Natural language region descriptions:
····················
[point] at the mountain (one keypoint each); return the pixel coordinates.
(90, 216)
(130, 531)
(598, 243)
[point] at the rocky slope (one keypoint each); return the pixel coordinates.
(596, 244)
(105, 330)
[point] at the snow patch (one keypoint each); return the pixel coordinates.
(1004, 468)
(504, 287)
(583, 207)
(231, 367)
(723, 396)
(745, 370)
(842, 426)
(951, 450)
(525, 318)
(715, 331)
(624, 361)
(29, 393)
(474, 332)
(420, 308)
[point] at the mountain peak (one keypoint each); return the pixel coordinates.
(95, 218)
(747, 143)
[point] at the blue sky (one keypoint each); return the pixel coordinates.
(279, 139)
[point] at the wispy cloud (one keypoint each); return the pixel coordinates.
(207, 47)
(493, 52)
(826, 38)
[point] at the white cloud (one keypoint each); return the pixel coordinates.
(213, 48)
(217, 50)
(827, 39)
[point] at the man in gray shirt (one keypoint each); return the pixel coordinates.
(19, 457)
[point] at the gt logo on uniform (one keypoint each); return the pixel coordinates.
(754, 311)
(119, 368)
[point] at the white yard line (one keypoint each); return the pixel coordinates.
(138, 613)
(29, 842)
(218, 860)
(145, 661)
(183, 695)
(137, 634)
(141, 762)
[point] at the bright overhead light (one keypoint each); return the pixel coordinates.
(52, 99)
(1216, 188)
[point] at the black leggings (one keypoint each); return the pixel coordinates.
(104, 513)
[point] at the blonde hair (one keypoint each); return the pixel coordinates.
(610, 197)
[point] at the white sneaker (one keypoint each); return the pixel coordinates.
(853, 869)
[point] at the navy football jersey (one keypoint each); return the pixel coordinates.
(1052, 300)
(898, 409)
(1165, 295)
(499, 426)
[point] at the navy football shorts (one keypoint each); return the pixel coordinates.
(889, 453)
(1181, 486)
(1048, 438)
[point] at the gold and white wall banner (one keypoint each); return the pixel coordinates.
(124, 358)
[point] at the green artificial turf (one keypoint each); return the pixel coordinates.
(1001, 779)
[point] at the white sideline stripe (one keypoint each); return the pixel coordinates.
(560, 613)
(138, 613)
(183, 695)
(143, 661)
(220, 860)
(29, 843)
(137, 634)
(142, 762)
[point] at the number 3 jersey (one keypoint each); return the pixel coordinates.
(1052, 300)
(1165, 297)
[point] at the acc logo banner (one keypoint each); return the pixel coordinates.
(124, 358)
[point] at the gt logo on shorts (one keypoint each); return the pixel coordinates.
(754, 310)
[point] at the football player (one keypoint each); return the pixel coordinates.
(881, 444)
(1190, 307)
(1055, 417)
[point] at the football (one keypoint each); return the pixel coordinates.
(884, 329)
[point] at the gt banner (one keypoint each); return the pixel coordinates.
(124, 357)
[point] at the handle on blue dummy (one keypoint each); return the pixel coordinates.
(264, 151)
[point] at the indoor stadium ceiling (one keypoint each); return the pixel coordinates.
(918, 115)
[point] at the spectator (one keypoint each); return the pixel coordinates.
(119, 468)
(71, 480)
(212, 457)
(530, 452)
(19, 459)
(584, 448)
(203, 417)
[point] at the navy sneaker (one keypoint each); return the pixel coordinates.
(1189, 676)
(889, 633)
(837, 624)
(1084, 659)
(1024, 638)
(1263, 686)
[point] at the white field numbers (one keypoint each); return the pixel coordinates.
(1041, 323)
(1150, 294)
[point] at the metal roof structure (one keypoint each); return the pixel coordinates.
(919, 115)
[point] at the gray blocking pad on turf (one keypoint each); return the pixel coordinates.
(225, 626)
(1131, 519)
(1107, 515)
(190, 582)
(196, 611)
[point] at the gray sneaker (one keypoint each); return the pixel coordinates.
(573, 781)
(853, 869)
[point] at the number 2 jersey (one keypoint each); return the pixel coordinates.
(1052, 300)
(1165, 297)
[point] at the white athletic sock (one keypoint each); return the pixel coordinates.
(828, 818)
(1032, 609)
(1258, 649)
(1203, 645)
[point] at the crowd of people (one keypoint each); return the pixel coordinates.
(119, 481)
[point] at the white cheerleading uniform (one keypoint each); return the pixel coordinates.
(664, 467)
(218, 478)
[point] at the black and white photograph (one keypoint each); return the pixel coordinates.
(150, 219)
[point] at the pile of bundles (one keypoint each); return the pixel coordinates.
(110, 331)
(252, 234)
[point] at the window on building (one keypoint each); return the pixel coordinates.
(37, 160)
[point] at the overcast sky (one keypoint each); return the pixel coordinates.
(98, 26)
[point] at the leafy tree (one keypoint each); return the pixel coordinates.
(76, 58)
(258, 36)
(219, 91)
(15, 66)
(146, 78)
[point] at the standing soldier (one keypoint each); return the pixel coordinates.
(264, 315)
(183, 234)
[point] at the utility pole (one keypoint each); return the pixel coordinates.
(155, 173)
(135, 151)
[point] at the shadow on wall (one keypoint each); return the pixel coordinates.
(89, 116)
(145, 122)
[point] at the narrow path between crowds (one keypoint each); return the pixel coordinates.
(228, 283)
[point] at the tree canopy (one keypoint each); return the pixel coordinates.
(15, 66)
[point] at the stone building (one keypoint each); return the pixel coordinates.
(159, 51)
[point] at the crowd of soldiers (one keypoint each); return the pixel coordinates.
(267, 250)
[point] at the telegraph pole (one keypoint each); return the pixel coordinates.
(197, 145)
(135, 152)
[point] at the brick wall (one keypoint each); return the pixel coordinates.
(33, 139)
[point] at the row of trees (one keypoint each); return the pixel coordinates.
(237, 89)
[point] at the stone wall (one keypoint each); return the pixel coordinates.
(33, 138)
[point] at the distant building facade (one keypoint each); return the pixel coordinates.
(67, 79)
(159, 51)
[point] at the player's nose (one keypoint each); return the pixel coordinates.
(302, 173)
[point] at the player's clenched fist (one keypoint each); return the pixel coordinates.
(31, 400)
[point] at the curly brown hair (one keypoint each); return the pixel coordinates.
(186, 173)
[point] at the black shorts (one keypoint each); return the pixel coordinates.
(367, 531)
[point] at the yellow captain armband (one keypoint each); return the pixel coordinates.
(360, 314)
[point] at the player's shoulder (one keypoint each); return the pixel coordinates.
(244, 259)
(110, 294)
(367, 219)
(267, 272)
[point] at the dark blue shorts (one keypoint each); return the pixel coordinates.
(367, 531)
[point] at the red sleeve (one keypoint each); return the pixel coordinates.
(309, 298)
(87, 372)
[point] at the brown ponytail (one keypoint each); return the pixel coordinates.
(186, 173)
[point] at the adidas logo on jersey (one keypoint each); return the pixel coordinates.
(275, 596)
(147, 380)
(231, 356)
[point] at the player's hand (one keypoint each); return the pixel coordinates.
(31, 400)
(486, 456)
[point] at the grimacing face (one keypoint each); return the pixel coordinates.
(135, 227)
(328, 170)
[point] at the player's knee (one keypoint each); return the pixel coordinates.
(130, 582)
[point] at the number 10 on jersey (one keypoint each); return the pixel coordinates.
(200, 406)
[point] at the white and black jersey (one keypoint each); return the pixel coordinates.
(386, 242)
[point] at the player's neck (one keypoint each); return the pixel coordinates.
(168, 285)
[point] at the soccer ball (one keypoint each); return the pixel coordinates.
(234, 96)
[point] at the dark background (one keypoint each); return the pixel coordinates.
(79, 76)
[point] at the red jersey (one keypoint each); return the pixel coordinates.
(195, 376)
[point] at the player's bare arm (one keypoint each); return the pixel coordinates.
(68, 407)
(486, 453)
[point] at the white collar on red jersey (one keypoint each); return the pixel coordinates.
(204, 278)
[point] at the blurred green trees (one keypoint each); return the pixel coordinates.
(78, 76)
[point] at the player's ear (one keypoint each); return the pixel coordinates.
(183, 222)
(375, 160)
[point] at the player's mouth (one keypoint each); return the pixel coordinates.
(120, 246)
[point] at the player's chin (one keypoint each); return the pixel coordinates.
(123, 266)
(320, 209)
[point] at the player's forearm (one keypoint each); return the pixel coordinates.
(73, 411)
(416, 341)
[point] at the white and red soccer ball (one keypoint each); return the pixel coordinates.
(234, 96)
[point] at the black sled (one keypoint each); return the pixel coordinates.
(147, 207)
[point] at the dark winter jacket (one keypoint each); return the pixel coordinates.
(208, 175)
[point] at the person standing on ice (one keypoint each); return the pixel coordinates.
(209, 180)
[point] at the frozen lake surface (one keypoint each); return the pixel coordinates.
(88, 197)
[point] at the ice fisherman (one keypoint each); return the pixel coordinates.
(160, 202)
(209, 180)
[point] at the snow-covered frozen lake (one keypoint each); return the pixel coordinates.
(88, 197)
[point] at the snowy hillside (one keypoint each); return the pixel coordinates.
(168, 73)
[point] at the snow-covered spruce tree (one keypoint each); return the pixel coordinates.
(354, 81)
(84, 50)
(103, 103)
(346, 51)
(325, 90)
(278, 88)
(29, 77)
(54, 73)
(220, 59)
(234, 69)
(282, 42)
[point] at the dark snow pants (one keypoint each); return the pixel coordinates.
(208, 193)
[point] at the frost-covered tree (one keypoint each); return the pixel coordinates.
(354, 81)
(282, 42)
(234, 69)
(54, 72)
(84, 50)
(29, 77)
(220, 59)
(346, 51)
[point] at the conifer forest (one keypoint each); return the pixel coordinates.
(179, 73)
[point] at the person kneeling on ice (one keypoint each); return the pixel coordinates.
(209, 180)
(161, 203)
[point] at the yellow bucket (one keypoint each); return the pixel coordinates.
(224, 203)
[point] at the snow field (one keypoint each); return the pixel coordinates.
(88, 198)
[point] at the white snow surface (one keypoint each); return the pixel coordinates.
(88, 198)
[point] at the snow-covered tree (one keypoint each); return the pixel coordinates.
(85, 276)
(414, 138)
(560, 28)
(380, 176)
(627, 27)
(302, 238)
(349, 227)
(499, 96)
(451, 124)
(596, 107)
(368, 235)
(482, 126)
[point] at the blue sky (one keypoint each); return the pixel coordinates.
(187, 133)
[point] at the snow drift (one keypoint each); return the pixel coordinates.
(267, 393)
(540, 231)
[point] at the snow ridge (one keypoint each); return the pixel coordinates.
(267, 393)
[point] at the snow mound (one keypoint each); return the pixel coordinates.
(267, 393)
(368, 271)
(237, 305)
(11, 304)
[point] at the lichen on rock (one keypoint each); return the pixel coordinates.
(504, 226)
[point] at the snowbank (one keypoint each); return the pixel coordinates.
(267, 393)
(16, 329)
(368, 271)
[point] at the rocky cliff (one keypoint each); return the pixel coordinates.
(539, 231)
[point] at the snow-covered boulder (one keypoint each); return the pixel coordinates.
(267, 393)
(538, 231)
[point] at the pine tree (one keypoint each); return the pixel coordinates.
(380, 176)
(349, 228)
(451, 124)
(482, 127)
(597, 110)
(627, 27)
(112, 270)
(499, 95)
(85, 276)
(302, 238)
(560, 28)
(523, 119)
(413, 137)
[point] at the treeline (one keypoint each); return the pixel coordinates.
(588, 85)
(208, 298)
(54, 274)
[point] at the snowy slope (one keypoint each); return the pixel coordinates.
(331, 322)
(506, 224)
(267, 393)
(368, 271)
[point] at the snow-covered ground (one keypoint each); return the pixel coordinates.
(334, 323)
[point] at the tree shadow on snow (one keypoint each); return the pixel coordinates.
····················
Return, word for word, the lines from the one containing "[point] at the lichen" through the end of the data above, both ends included, and nothing else.

Reply:
[point] at the lichen on rock (one keypoint each); return the pixel coordinates.
(504, 226)
[point] at the snowbank (one keypoint each); return the pixel coordinates.
(267, 393)
(16, 329)
(368, 271)
[point] at the rocky cliff (one keypoint each); return the pixel coordinates.
(539, 231)
[point] at the snow-covered boulder (one keypoint each); return the pixel coordinates.
(267, 393)
(538, 231)
[point] at the pine tree (one keypoint each); return the pixel coordinates.
(380, 176)
(349, 228)
(451, 124)
(482, 127)
(597, 110)
(627, 27)
(112, 270)
(499, 95)
(85, 276)
(302, 238)
(560, 28)
(523, 119)
(413, 137)
[point] at the treeline (one keypoint each); return the pixel coordinates.
(588, 85)
(208, 298)
(54, 274)
[point] at the snowy slope (one keypoint each); return the pixel coordinates.
(331, 322)
(506, 224)
(267, 393)
(368, 271)
[point] at the snow-covered ground (one keypoint each); return the pixel coordinates.
(334, 323)
[point] at the tree shadow on snow (one keypoint each); return the pixel coordinates.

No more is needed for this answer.